> **Article**:
####################

Activity Retry + Timeout
Lesson 8: Building Resilient Fault-Tolerant Systems
Master the art of building resilient Temporal workflows through sophisticated retry policies, timeout strategies, and failure handling patterns.
Objective
By the end of this lesson, you will understand:
- ✅ Retry policy deep dive with exponential backoff strategies
- ✅ Timeout configurations for different operation types
- ✅ Failure classification - retriable vs non-retriable errors
- ✅ Activity heartbeats for long-running operations
- ✅ Advanced retry patterns and circuit breakers
- ✅ Monitoring and observability for resilient systems
1. Retry Policy Deep Dive
Exponential Backoff Strategy
RetryOptions.newBuilder()
.setInitialInterval(Duration.ofSeconds(1)) // Start with 1 second
.setMaximumInterval(Duration.ofMinutes(5)) // Cap at 5 minutes
.setBackoffCoefficient(2.0) // Double each time
.setMaximumAttempts(10) // Try up to 10 times
.build()
// Retry intervals: 1s, 2s, 4s, 8s, 16s, 32s, 64s, 128s, 256s, 300s (capped)
Exponential backoff prevents overwhelming failed services while allowing recovery
Operation-Specific Retry Strategies
class ResilientWorkflowImpl {
// Database queries: Quick retries, many attempts
private val databaseActivity = Workflow.newActivityStub(
DatabaseActivity::class.java,
ActivityOptions.newBuilder()
.setRetryOptions(
RetryOptions.newBuilder()
.setInitialInterval(Duration.ofMillis(500))
.setMaximumInterval(Duration.ofSeconds(30))
.setBackoffCoefficient(1.5)
.setMaximumAttempts(15)
.build()
)
.build()
)
// Continued on next slide...

####################

> **Information provided**:
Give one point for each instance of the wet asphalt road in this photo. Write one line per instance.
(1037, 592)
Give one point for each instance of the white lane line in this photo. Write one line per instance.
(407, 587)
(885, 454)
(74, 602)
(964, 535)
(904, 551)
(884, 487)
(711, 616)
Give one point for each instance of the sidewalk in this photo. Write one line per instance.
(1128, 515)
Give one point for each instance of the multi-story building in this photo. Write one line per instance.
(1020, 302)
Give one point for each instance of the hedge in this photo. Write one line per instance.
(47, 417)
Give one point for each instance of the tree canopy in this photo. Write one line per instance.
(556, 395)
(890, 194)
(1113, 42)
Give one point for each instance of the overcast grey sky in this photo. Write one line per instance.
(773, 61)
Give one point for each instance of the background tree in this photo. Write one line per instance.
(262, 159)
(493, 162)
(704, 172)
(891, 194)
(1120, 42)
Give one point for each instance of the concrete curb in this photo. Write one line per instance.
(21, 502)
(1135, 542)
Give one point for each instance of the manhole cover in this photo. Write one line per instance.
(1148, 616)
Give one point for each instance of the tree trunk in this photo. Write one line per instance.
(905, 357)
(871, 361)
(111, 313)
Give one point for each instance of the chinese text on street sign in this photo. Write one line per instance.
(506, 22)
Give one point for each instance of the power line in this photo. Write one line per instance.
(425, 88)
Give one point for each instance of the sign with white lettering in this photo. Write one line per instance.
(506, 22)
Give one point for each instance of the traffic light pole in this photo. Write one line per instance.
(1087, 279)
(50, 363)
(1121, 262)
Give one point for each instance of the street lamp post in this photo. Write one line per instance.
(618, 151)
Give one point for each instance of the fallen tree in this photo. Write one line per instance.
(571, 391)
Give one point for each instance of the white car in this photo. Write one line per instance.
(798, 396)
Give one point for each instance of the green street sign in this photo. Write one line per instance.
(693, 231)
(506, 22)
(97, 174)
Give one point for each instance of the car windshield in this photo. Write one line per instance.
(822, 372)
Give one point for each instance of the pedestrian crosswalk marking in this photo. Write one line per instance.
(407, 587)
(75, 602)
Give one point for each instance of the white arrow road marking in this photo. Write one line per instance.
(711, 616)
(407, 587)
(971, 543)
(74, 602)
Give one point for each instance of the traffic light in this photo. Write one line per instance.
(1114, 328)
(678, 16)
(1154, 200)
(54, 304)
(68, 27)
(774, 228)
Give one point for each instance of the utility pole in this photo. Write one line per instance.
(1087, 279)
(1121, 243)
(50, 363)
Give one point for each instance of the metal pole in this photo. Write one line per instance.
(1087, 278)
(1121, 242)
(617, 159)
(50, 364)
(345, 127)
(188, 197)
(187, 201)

####################

> **What needs to be done**: In the lesson on activity retries and timeouts, what backoff coefficient is set for the database activity?

> **Problem solution**: 1.5